Select each line in the entries containing the word "many" and copy those lines.

Dataset excerpt
=-=-=
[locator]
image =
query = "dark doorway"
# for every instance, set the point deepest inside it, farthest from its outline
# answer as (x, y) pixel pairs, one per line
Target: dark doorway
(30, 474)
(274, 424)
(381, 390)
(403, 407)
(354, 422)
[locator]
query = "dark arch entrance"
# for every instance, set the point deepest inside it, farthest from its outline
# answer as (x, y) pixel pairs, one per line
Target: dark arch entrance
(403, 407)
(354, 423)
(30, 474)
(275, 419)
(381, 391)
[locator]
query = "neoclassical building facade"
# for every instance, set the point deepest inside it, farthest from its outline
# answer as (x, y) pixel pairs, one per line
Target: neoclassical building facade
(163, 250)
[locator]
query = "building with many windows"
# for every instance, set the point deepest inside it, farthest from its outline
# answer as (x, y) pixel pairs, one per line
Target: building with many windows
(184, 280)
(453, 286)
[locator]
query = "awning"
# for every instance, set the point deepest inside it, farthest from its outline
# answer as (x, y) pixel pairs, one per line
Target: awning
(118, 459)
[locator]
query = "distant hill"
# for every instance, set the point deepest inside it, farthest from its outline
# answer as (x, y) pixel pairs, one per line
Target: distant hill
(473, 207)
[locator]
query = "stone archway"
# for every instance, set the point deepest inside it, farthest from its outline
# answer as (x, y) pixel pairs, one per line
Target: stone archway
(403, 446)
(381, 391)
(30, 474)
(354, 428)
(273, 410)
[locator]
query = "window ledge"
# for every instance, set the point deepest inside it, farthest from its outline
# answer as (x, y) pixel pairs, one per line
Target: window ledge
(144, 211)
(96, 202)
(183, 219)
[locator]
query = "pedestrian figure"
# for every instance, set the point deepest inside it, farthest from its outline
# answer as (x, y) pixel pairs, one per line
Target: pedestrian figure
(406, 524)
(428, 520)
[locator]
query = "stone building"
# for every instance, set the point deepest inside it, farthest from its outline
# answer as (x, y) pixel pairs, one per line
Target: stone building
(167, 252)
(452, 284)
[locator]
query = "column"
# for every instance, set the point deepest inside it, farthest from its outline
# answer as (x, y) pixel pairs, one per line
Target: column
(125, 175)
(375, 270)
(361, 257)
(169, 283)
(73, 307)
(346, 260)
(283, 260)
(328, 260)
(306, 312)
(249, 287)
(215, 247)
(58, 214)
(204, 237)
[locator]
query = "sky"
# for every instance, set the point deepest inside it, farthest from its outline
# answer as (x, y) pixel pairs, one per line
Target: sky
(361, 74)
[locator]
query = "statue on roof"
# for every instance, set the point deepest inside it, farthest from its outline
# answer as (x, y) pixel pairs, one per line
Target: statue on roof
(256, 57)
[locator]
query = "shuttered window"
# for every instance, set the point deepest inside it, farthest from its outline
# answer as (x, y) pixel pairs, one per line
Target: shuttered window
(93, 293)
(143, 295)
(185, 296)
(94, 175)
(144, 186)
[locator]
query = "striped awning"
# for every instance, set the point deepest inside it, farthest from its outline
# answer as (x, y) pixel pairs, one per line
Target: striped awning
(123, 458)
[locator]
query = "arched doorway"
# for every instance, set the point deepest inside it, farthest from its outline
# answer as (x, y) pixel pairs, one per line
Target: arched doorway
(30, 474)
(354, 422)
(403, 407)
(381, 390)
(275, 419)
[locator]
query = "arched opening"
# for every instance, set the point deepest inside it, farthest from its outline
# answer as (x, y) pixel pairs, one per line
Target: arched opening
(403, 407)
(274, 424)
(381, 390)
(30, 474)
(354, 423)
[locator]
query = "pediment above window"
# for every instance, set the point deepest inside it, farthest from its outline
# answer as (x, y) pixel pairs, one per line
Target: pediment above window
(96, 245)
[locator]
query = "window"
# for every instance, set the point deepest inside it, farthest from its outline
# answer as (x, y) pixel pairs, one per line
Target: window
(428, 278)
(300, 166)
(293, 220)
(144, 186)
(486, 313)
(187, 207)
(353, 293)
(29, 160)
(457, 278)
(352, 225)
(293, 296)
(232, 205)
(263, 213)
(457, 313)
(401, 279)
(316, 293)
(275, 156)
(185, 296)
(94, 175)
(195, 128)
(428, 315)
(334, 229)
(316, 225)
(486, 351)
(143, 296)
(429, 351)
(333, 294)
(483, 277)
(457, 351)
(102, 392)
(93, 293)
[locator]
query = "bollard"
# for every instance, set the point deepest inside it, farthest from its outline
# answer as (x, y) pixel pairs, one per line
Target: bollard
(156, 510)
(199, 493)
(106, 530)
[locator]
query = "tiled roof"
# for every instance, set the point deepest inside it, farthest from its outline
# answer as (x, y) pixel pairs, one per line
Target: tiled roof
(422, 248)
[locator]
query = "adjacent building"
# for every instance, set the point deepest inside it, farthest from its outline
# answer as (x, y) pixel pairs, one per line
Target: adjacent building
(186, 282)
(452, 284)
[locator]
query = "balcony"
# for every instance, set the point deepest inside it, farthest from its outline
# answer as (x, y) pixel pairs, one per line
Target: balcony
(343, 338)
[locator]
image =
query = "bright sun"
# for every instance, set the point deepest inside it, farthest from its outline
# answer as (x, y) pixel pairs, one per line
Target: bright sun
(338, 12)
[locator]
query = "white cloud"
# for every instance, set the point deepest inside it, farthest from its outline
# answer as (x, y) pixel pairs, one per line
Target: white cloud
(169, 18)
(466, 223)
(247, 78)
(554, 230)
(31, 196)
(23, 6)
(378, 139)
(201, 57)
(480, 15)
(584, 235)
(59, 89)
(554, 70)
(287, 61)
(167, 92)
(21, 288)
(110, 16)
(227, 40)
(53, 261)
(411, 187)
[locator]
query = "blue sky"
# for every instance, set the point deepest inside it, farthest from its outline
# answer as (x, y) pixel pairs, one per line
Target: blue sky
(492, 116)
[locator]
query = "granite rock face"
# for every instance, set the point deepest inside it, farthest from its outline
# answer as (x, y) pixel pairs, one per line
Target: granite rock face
=-=-=
# Answer to this exercise
query = "building with many windows"
Target: building with many windows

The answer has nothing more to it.